*** PROVIDED TEXT ***

Communism v. Capitalism
I have two final summar book reports to make, even though I only read about half of the second one. The first is The Aquariums of Pyongyang by Kang Chol-Hwan (Basic Books, 2001) and the second is Killing Pablo: The Hunt for the Richest, Most Powerful Man in History by Mark Bowden (Atlantic Books, 2001).
I selected the title for this post, Communism v. Capitalism, because I think these two books effectively illustrate just how similar the two can be when unchecked.
Aquariums is heart-breaking. I hesitated a long time before buying it, because I knew it was about life in a North Korean gulag, and I wasn't sure I had the stomach for it. It turns out that the author, while pulling no punches in describing the horror, doesn't hit us over the head with the brutality of it all.
The true story is about a Korean family living in Japan during WWII. After the war, the North Koreans started recruiting expatriots to come back to the Fatherland to work toward building a Communist utopia. The husband, who had built an impressive fortune, was indifferent to politics, but his wife was an active communist who convinced the whole family to return. She quickly came to regret that. A few years later, they were all in jail. The author is a grandson of that couple, and he talks about his grandmother never losing her faith in Communism, although she decided the North Koreans weren't "true Communists." The author was nine years old when he was sent to the camps. His "crime" was being the grandson of a political dissident. Apparently, North Koreans believe that political subversiveness is genetic.
When he was finally released, our author tells us that at the beginning, North Koreans were all about two things: money and power. By the time he successfully fled the country, the quest for power had gone the way of the dodo, and money was the be-all and end-all of life in communist North Korea.
As my brother-in-law Trevor noted when I told him about the book, it's ironic when fleeing into China is a vast improvement over your situation. At the time, I had no idea how right he was. When the government started spying on the author again, he and a friend bribed their way north and into mainland China, where they were amazed at how relaxed and prosperous the Chinese were. So that should say quite a bit about how bad North Korea is. Eventually he made his way south, worked for a few months in the port city of Dalian, and caught a boat to South Korea, where he lives today.

*** End of PROVIDED TEXT ***
*** DATA SUPPLIED ***

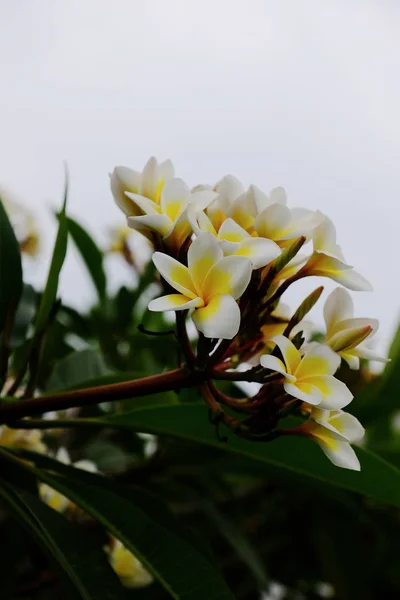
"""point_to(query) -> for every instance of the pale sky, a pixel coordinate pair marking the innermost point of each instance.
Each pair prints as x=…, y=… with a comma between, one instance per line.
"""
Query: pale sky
x=300, y=94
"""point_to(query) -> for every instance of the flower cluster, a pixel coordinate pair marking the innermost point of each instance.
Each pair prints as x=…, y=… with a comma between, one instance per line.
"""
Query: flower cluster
x=226, y=255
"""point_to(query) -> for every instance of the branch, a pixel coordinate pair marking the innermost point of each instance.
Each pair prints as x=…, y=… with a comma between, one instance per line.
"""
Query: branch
x=145, y=386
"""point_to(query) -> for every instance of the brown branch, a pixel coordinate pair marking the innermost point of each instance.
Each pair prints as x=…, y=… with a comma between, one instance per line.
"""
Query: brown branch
x=145, y=386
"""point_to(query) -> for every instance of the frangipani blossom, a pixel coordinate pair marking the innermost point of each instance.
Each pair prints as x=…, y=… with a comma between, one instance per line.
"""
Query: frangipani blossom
x=210, y=284
x=327, y=259
x=240, y=205
x=53, y=498
x=29, y=439
x=334, y=431
x=149, y=183
x=169, y=217
x=309, y=378
x=129, y=569
x=235, y=241
x=344, y=333
x=280, y=223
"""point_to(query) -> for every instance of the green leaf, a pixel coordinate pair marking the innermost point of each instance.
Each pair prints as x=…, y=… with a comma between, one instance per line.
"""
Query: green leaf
x=82, y=560
x=10, y=270
x=24, y=316
x=91, y=254
x=239, y=542
x=377, y=479
x=181, y=568
x=75, y=369
x=59, y=253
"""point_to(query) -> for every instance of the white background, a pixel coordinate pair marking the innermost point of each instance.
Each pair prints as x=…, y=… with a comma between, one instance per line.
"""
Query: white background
x=300, y=94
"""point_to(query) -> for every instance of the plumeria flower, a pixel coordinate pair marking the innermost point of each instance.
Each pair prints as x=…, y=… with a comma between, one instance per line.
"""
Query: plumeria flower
x=243, y=207
x=327, y=260
x=210, y=285
x=149, y=183
x=281, y=224
x=169, y=217
x=235, y=241
x=344, y=333
x=129, y=569
x=23, y=223
x=334, y=431
x=28, y=439
x=309, y=378
x=53, y=498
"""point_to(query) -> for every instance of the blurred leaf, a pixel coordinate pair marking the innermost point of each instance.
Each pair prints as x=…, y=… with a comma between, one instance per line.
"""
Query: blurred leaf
x=10, y=269
x=181, y=568
x=59, y=253
x=91, y=254
x=239, y=542
x=83, y=561
x=377, y=479
x=75, y=369
x=24, y=315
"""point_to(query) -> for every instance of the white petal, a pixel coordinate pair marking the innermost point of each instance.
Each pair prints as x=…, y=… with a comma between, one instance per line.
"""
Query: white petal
x=258, y=198
x=291, y=355
x=275, y=364
x=319, y=360
x=229, y=187
x=259, y=251
x=307, y=393
x=230, y=275
x=146, y=205
x=219, y=319
x=174, y=198
x=278, y=195
x=338, y=306
x=348, y=426
x=341, y=454
x=176, y=274
x=166, y=170
x=173, y=302
x=352, y=280
x=335, y=394
x=160, y=223
x=150, y=179
x=204, y=252
x=273, y=221
x=202, y=198
x=232, y=232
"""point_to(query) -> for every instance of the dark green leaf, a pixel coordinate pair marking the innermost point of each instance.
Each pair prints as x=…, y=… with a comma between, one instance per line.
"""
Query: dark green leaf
x=75, y=369
x=23, y=316
x=239, y=542
x=59, y=253
x=81, y=559
x=377, y=478
x=181, y=568
x=91, y=254
x=10, y=270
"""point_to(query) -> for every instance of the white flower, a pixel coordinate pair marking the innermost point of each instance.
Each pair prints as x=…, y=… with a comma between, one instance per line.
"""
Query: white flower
x=210, y=284
x=128, y=568
x=149, y=183
x=309, y=378
x=236, y=241
x=327, y=260
x=334, y=431
x=344, y=333
x=169, y=217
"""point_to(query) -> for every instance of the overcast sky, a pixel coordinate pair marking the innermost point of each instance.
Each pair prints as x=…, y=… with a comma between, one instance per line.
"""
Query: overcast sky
x=300, y=94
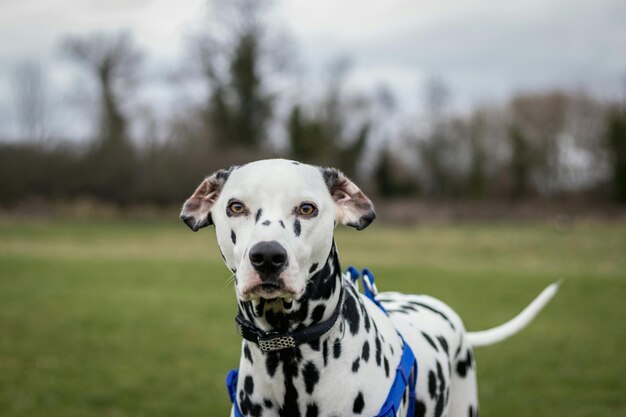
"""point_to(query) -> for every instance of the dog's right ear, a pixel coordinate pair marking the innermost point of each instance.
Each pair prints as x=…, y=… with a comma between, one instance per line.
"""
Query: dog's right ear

*** End of DATA SUPPLIED ***

WORK INSTRUCTION
Reproduce the Communism v. Capitalism post word for word, from its title through its final sentence. The records were taken from a source separate from the post.

RESPONSE AREA
Communism v. Capitalism
I have two final summar book reports to make, even though I only read about half of the second one. The first is The Aquariums of Pyongyang by Kang Chol-Hwan (Basic Books, 2001) and the second is Killing Pablo: The Hunt for the Richest, Most Powerful Man in History by Mark Bowden (Atlantic Books, 2001).
I selected the title for this post, Communism v. Capitalism, because I think these two books effectively illustrate just how similar the two can be when unchecked.
Aquariums is heart-breaking. I hesitated a long time before buying it, because I knew it was about life in a North Korean gulag, and I wasn't sure I had the stomach for it. It turns out that the author, while pulling no punches in describing the horror, doesn't hit us over the head with the brutality of it all.
The true story is about a Korean family living in Japan during WWII. After the war, the North Koreans started recruiting expatriots to come back to the Fatherland to work toward building a Communist utopia. The husband, who had built an impressive fortune, was indifferent to politics, but his wife was an active communist who convinced the whole family to return. She quickly came to regret that. A few years later, they were all in jail. The author is a grandson of that couple, and he talks about his grandmother never losing her faith in Communism, although she decided the North Koreans weren't "true Communists." The author was nine years old when he was sent to the camps. His "crime" was being the grandson of a political dissident. Apparently, North Koreans believe that political subversiveness is genetic.
When he was finally released, our author tells us that at the beginning, North Koreans were all about two things: money and power. By the time he successfully fled the country, the quest for power had gone the way of the dodo, and money was the be-all and end-all of life in communist North Korea.
As my brother-in-law Trevor noted when I told him about the book, it's ironic when fleeing into China is a vast improvement over your situation. At the time, I had no idea how right he was. When the government started spying on the author again, he and a friend bribed their way north and into mainland China, where they were amazed at how relaxed and prosperous the Chinese were. So that should say quite a bit about how bad North Korea is. Eventually he made his way south, worked for a few months in the port city of Dalian, and caught a boat to South Korea, where he lives today.